- [YOUR INSTRUCTIONS] Copy all of the pointing records below word for word, leaving every line unchanged.
=== ENTRIES PROVIDED ===
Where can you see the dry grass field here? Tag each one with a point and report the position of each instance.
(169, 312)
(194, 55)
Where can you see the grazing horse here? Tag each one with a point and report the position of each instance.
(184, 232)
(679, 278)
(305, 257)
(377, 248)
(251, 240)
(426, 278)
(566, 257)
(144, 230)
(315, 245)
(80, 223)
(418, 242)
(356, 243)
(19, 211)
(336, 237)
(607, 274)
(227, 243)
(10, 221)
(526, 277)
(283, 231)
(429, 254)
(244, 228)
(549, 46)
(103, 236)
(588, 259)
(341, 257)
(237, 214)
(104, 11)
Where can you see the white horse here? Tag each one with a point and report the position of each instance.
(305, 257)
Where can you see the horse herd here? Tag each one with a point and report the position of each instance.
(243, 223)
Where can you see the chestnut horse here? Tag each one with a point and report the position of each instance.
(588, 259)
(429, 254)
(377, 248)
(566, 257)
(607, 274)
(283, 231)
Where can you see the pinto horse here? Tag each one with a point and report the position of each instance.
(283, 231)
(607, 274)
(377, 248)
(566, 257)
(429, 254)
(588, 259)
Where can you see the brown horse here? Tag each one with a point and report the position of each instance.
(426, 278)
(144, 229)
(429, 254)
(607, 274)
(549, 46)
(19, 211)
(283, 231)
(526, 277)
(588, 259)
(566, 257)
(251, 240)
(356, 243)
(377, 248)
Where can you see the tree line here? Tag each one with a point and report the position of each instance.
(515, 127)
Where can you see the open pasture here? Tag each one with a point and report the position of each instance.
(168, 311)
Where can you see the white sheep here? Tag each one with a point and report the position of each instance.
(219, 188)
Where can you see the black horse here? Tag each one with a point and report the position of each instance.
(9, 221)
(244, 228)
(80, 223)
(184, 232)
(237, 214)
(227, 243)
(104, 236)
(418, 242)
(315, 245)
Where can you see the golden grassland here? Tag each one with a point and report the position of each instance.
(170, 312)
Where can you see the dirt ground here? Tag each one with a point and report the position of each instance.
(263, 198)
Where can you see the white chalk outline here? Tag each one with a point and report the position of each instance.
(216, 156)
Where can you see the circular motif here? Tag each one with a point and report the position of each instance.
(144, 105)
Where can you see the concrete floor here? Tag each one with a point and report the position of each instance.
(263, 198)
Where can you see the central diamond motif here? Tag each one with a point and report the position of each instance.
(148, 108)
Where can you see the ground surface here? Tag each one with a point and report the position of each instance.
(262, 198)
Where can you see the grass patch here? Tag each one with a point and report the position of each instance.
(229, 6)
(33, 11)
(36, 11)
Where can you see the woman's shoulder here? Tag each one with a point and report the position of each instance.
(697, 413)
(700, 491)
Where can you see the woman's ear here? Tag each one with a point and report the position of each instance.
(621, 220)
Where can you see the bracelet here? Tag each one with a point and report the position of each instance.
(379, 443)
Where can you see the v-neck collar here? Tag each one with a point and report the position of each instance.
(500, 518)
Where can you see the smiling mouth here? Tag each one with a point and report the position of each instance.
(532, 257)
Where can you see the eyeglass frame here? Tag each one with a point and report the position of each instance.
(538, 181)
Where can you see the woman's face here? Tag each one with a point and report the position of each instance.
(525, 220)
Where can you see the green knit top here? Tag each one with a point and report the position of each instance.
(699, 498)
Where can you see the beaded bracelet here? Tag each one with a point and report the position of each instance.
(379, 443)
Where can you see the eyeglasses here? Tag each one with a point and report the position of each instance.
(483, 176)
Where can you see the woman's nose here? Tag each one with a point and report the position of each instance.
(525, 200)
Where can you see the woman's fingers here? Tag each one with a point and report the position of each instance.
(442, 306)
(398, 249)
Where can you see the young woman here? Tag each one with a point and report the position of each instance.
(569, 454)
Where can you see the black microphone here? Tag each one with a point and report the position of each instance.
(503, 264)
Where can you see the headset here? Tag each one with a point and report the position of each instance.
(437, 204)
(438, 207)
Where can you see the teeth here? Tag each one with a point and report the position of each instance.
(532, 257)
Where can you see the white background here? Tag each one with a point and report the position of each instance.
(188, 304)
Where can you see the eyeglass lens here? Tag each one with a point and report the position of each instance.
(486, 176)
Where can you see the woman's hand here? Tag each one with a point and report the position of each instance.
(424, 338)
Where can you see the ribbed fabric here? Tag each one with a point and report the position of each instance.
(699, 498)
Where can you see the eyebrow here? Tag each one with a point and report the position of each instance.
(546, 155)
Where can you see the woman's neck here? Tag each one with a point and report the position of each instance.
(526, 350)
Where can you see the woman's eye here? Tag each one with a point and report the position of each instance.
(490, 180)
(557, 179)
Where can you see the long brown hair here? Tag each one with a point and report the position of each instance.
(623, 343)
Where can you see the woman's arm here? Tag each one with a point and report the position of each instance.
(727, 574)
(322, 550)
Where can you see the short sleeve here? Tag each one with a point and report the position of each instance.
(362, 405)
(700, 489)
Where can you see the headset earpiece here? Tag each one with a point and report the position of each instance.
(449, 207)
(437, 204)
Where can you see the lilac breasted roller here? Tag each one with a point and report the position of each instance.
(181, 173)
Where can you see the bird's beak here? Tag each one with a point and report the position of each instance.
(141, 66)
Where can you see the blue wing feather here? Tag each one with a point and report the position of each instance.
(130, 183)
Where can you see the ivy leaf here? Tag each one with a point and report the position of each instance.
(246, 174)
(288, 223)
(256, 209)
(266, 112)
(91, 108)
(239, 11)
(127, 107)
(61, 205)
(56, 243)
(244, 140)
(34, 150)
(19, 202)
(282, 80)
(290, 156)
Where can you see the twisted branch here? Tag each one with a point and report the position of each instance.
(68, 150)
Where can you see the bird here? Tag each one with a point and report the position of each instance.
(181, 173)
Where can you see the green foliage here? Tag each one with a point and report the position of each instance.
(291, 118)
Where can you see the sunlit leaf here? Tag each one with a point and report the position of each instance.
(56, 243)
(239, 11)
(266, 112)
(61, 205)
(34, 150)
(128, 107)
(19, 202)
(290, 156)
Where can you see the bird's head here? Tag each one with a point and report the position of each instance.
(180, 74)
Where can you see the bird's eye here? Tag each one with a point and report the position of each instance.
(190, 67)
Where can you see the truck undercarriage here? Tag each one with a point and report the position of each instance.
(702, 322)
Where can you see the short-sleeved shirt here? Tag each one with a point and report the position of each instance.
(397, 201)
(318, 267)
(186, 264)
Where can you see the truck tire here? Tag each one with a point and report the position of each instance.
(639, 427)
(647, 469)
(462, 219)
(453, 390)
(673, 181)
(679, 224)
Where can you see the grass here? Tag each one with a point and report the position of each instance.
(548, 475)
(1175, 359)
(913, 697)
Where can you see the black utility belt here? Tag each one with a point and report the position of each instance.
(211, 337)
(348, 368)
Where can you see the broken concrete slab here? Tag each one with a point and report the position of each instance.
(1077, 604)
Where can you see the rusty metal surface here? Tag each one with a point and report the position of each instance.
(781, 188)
===
- [RESULT OF THE TASK]
Where can you see the dry grass field here? Tag each one with a point and report the position of each instance.
(169, 312)
(194, 55)
Where can you see the grazing horse here? Tag each one with a point and report the position of each instance.
(184, 232)
(679, 278)
(305, 257)
(377, 248)
(251, 240)
(426, 278)
(566, 257)
(144, 230)
(315, 245)
(80, 223)
(418, 242)
(356, 243)
(19, 211)
(336, 237)
(607, 274)
(227, 243)
(10, 221)
(526, 277)
(283, 231)
(429, 254)
(244, 228)
(549, 46)
(103, 236)
(588, 259)
(341, 257)
(237, 214)
(104, 11)
Where can you see the white horse here? Tag each one with a point and report the position of each instance.
(305, 257)
Where can you see the horse herd here? Tag each one with a point and report the position of each instance.
(243, 223)
Where can you see the chestnut horse here? Tag each one with a point and report the position of each instance.
(588, 259)
(429, 254)
(377, 248)
(566, 257)
(607, 274)
(283, 231)
Where can you see the pinto horse here? Tag each one with a point and report the position of each instance.
(283, 231)
(607, 274)
(377, 248)
(566, 257)
(429, 254)
(588, 259)
Where can you see the brown horse here? Tag each one with a point and report the position of each instance.
(426, 278)
(144, 229)
(429, 254)
(607, 274)
(549, 46)
(19, 211)
(283, 231)
(526, 277)
(588, 259)
(566, 257)
(251, 240)
(356, 243)
(377, 248)
Where can you see the tree line here? Tag each one with a point and report the position of each instance.
(515, 127)
Where can you see the open pasture here? Tag each one with a point and report the position of each instance.
(168, 311)
Where can you see the white sheep here? Tag each one with a point and report the position of each instance.
(219, 188)
Where can you see the black horse here? Tag each one with a point and report the position of each instance.
(9, 221)
(244, 228)
(80, 223)
(184, 232)
(237, 214)
(227, 243)
(104, 236)
(418, 242)
(315, 245)
Where can you see the golden grassland here? Tag each one with a point and report the position of each instance.
(170, 312)
Where can you see the dirt ground here? Tag each one with a point and report the position of each instance.
(263, 198)
Where can you see the white chalk outline here? Tag each one with a point and report the position of each instance.
(216, 156)
Where can you see the circular motif here? Tag each one with a point and report the position of each instance.
(144, 105)
Where can you see the concrete floor here? Tag each one with a point and report the position of each instance.
(263, 198)
Where can you see the central diamond motif here? Tag each one with a point and report the position of each instance.
(148, 108)
Where can you see the ground surface here? Tag each one with a point and report the position of each instance.
(262, 198)
Where can you see the grass patch here? Tag each one with a point and report the position of each instance.
(229, 6)
(33, 11)
(36, 11)
Where can you see the woman's shoulder here? Tag each one with a point and report the position of each instance.
(697, 413)
(700, 491)
Where can you see the woman's ear here? Tag each one with a point and report the position of each instance.
(621, 220)
Where can you see the bracelet here? Tag each one with a point and report the position of each instance.
(379, 443)
Where can you see the v-neck collar here? Tag each one with a point and report the position of each instance.
(500, 518)
Where can you see the smiling mouth here? Tag each one with a point and report the position of each instance.
(532, 257)
Where can you see the eyeglass frame here? Tag each one with a point and report the position of each instance.
(538, 181)
Where can you see the woman's face here? Tag each one with a point and report the position of each instance.
(525, 220)
Where can you see the green knit top here? Tag each one with a point and report the position of each instance.
(699, 498)
Where can you see the beaded bracelet here? Tag each one with a point and report the position of each instance.
(379, 443)
Where can you see the eyeglasses here? Tag each one with a point and report the position of each instance.
(483, 176)
Where can you see the woman's nose here? Tag each one with a point and report the position of each instance.
(525, 200)
Where can you see the woman's fingers here? Tag each one with a point and report the position of each instance.
(442, 306)
(398, 249)
Where can you see the young woman here? Tag each one with a point and report the position of each instance.
(569, 454)
Where can you see the black microphone here? Tag each one with a point and report the position of each instance.
(503, 264)
Where can you see the headset here? Tag each one with a point and report the position of each instance.
(437, 204)
(438, 207)
Where can you see the teeth here? Tag each one with a point and report the position of each instance.
(532, 257)
Where can you see the white background here? Tag each one with a point and report the position of each instance.
(188, 304)
Where can you see the eyeglass lens here? Tag each one with a point and report the position of each instance.
(486, 176)
Where can you see the woman's hand here? Tag each one with a point and report the position of each instance.
(424, 338)
Where can you see the ribbed fabric here? Tag each one with a point and report the position of each instance.
(699, 498)
Where can you see the eyebrow here? Tag each one with a point and report the position of each instance.
(546, 155)
Where can you see the woman's neck here? Tag each one with a point and report the position of each instance.
(526, 350)
Where can you see the woman's eye here? Tag each one with a point and report the position of each instance.
(490, 180)
(557, 179)
Where can you see the long brown hair here? Tag each one with a point and report the position of each instance.
(623, 343)
Where can you see the woman's arm here? Tag each one with a point and report the position of each instance.
(727, 574)
(322, 550)
Where can you see the short sleeve here? Tag each one with a point and report the position of each instance.
(362, 405)
(700, 489)
Where can you see the headset earpiece here? Tag each one with a point and report the position of each instance.
(449, 207)
(437, 204)
Where can you see the lilac breasted roller here? Tag each one with a point and report the position of each instance.
(181, 173)
Where can you see the bird's beak here? Tag each one with a point and report the position of each instance.
(141, 66)
Where can you see the blue wing feather here? Tag each one with a point and report the position of each instance.
(130, 183)
Where can you see the ivy leaf here? Tag each one with a point and report the position of each instance.
(246, 174)
(288, 223)
(256, 209)
(266, 112)
(91, 108)
(239, 11)
(127, 107)
(61, 205)
(56, 243)
(244, 140)
(34, 150)
(19, 202)
(282, 80)
(290, 156)
Where can you see the twisted branch here? Tag each one with a point and report the position of each instance.
(68, 150)
Where can you see the bird here? Tag each one with a point and report the position of each instance.
(181, 173)
Where can you see the green foliage here? Tag each one with a point and report the position of each instance.
(291, 118)
Where can you see the sunlit leaf here? Tag each one with a point and report the position of each instance.
(56, 243)
(239, 11)
(266, 112)
(61, 205)
(34, 150)
(128, 107)
(19, 202)
(290, 156)
Where can you see the bird's head here? Tag each one with a point and report the position of each instance.
(180, 74)
Where can you see the bird's eye here? Tag each one with a point and report the position of each instance.
(190, 67)
Where can you see the truck undercarriage here? Tag each one with a point and report the position of each instance.
(702, 322)
Where can you see the short-sleeved shirt here? Tag each one with a point and report the position of each instance.
(397, 201)
(318, 267)
(186, 264)
Where can you see the truck tire here? Tag each one with a point and report the position of each instance.
(639, 427)
(647, 469)
(462, 219)
(453, 390)
(673, 181)
(679, 224)
Where can you see the grass here? Tag each one with a point and report the position of each instance.
(548, 475)
(1175, 359)
(913, 697)
Where can you see the black utility belt here? Tag each one with a point and report the position of each instance.
(211, 337)
(348, 368)
Where can you see the broken concrete slab here? Tag each one with a point and report the position of each instance.
(1077, 604)
Where can you see the rusty metal surface here? Tag each one with a point and report the position of each instance.
(781, 188)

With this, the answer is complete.